O relato de quem viu de perto as cenas da tragédia que matou jovens no RS
“Nunca, jamais vi algo assim na minha vida. Era cena de filme de guerra”. A declaração é da estudante de Economia, Rafaela Goetterms, 19 anos. Gaúcha, a universitária mora há dois anos em Santa Maria e na madrugada de hoje viu o que tentou descrever. O incêndio na boate Kiss que matou três amigos dela e ainda deixa mais quatro desaparecidos.
A jovem estava na casa de colegas próximo à boate quando viu as notícias da tragédia pelas redes sociais, postadas por quem conseguiu sair da festa quando o incêndio começou. “Cheguei lá era 3h30. Bombeiros, polícia e ambulâncias estavam lá e a maioria das pessoas já tinha saído de dentro”, relata.
A primeira impressão dela e dos amigos foi desesperadora. “Choque eu acho. Não dá para decifrar. Era gente correndo e chorando para todo lado. Gente machucada subindo a rua, sirenes de carros de Polícia”, descreve.
Rafaela foi até o local porque sabia de amigos que tinham ido à festa, mas em meio à confusão do incêndio e socorro às vítimas, ela não conseguiu ver ou falar com nenhum deles. A estudante ficou até às 6h da manhã acompanhando o resgate dos corpos em frente à boate. “Vim embora quando vi gente morta, era demais para mim”.
A jovem contou ao Campo Grande News que costuma frequentar a boate, mas que neste sábado não foi porque está no período de provas. Sobre a estrutura do local, ela relata que só existem seguranças e extintores. “O ruim mesmo é que só tem uma porta para sair de dentro. Tem duas rotas, mas que levam para a mesma porta de saída”, declarou.
O clima na cidade é de comoção geral. Rafaela conta que toda população está arrasada e procurando conhecidos vivos. A tragédia chocou quem trabalha com notícias. Ao Campo Grande News, o jornalista há mais de três décadas, Vicente Pascotini, 53 anos tenta repassar o sentimento da cobertura feita desde a madrugada.
“É um clima de comoção. Uma situação completamente inesperada, incontrolável, inenarrável”. Sobre a estrutura da cidade para uma tragédia como essa, Vicente comenta que Santa Maria não está preparada e que inclusive se está falando em um velório coletivo dos 232 corpos.

Extrato de dados
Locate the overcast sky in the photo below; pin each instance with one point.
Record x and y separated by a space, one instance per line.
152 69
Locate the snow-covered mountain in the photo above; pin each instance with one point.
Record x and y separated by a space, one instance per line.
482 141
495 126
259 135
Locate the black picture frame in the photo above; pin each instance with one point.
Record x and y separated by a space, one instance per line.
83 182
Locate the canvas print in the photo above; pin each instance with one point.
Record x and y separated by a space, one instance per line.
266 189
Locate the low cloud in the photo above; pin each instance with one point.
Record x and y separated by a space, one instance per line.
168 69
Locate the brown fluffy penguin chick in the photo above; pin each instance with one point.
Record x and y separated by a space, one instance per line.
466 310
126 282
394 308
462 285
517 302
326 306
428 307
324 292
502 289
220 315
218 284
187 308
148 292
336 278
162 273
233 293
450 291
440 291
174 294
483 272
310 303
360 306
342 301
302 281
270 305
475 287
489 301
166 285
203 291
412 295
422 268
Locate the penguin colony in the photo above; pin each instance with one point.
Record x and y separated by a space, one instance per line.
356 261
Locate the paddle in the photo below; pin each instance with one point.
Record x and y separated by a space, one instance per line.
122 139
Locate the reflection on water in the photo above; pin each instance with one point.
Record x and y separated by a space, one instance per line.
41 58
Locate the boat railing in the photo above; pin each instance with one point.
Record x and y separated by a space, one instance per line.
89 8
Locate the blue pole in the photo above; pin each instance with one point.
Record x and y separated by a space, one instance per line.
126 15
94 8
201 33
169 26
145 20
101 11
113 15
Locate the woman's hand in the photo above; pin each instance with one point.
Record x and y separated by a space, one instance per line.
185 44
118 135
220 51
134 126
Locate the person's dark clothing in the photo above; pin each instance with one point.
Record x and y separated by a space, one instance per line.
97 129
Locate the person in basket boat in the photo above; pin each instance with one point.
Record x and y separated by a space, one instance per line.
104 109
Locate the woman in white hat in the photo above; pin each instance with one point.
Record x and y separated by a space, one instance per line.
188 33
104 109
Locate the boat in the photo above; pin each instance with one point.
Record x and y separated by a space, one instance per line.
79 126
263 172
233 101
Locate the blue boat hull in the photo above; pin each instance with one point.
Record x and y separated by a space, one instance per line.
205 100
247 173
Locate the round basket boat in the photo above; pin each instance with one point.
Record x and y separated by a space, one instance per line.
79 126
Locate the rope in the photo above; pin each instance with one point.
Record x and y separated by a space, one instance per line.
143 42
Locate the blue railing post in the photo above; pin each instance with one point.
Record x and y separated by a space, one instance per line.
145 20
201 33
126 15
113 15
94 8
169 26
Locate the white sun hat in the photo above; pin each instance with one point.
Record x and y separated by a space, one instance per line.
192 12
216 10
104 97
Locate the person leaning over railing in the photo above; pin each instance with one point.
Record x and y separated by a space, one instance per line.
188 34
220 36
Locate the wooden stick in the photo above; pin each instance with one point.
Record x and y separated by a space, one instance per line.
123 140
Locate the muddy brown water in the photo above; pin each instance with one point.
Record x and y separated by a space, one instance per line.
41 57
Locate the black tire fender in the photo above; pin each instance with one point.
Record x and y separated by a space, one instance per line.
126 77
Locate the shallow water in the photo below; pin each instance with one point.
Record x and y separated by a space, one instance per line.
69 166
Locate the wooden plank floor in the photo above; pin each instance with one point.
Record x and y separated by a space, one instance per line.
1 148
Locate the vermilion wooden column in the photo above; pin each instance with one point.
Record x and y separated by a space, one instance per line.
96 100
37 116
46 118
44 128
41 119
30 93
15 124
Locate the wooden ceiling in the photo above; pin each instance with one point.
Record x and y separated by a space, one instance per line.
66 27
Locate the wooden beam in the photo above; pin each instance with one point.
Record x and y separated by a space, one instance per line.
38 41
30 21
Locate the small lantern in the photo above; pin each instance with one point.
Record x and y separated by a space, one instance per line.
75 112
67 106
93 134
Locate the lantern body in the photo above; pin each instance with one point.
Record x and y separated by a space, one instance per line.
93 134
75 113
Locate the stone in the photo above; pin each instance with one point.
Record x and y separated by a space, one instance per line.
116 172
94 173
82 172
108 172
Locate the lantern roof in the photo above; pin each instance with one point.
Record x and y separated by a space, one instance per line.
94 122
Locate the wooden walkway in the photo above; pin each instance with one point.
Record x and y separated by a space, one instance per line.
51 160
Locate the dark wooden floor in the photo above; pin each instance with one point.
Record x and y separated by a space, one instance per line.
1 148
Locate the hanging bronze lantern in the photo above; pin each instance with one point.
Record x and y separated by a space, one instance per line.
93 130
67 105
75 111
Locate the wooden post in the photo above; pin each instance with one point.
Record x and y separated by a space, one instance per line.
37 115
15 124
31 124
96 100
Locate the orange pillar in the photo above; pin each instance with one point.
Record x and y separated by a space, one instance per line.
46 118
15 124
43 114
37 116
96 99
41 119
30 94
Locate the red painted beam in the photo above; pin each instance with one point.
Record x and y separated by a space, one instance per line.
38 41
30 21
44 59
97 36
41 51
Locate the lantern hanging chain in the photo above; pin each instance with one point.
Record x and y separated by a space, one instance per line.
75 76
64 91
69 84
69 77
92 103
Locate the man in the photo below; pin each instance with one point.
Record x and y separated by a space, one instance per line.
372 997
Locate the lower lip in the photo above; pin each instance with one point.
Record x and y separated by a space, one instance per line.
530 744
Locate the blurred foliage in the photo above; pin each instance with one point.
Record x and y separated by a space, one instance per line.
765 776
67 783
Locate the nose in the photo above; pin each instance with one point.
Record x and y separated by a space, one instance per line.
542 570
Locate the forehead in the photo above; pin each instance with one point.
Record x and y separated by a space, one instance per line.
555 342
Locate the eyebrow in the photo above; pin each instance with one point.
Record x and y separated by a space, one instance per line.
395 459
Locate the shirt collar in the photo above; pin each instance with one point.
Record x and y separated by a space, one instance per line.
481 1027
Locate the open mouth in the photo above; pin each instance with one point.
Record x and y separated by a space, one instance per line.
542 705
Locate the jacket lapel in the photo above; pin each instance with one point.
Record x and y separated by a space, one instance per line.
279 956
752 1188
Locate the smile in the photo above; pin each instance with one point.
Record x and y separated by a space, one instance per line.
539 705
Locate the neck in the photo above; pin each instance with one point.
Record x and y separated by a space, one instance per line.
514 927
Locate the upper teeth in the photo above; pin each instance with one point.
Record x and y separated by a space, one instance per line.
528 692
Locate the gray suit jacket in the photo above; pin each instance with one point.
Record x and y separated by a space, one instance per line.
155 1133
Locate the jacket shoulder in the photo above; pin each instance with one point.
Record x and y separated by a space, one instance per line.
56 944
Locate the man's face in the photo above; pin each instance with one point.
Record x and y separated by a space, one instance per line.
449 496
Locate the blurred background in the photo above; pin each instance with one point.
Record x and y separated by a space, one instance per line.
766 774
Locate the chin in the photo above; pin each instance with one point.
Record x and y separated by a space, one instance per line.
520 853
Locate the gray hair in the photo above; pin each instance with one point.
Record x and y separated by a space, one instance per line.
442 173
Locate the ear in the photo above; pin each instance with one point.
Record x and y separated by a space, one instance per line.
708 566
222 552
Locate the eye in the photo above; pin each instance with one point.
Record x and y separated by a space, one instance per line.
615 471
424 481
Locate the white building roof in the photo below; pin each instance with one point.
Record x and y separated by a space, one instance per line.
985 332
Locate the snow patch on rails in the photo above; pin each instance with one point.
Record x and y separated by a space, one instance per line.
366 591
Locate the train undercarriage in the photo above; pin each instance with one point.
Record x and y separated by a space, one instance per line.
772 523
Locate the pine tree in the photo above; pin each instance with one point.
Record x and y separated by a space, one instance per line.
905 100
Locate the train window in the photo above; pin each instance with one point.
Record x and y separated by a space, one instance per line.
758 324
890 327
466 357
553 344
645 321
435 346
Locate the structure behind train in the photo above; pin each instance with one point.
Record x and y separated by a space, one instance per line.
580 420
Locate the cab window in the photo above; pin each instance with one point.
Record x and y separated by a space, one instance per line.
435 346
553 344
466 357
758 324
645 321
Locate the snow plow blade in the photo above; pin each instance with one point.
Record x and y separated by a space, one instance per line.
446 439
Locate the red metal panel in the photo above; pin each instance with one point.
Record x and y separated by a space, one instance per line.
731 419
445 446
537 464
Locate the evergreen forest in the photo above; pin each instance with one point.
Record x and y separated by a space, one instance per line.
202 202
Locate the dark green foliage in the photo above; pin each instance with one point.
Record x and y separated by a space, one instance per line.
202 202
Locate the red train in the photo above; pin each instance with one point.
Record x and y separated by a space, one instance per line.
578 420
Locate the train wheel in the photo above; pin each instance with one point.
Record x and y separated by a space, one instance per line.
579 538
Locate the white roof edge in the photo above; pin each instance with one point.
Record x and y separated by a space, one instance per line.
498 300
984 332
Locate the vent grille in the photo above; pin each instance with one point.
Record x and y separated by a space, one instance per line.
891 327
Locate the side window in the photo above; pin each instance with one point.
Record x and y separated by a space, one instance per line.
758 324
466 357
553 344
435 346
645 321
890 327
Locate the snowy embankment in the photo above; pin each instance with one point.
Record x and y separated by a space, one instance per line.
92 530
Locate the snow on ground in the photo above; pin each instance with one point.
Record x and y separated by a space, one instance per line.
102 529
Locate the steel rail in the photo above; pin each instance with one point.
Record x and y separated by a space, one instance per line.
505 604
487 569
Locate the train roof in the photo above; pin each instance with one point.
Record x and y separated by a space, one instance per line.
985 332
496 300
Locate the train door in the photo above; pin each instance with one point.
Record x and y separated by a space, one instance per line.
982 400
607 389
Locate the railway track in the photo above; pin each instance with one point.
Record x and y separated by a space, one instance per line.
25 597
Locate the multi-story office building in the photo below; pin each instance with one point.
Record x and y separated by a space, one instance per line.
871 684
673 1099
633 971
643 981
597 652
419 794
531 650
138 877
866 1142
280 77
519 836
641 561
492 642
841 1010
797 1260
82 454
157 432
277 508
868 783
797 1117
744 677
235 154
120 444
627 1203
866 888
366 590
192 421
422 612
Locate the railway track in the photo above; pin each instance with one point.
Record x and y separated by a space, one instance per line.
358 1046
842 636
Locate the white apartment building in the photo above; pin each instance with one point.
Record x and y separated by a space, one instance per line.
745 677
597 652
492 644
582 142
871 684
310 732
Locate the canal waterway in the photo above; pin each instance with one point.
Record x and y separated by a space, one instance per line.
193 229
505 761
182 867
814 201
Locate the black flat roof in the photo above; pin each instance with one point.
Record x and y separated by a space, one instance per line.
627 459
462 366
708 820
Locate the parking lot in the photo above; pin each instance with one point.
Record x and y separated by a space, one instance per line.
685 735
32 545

Problema proposto
Continue o relato sobre o incêndio na boate Kiss a partir da última frase apresentada.

Resposta do exercício
“Eu tenho três filhos na idade desses jovens e pelo menos um poderia estar lá. Só não foi porque estava cansado. Eu nunca vi nada parecido. Os jornalistas que sempre estão fazendo a cobertura de fora, hoje nós todos estamos dentro da notícia. Porque todos nós perdemos amigos, parentes ou filhos de amigos”.
Por telefone a professora Roseli Khol, que mora em Coxim, em Mato Grosso do Sul, mas está na cidade gaúcha para visitar a mãe, conversou com o Campo Grande News.
O clima em Santa Maria, no Rio Grande do Sul, é “desesperador”, tentou traduzir. Roseli disse que não se fala em outro assunto na cidade e que a dor das famílias é muito grande, com tantas mortes de jovens. “Era uma festa de universitários e terminou nesta tragédia”.
Em Campo Grande o drama afetou também que tem parentes na cidade. A jornalista Aline Kraemer contou do horror que foi ver as notícias pela TV. Com uma prima que estuda Medicina Veterinária em Santa Maria, a jornalista se desesperou quando soube do incêndio.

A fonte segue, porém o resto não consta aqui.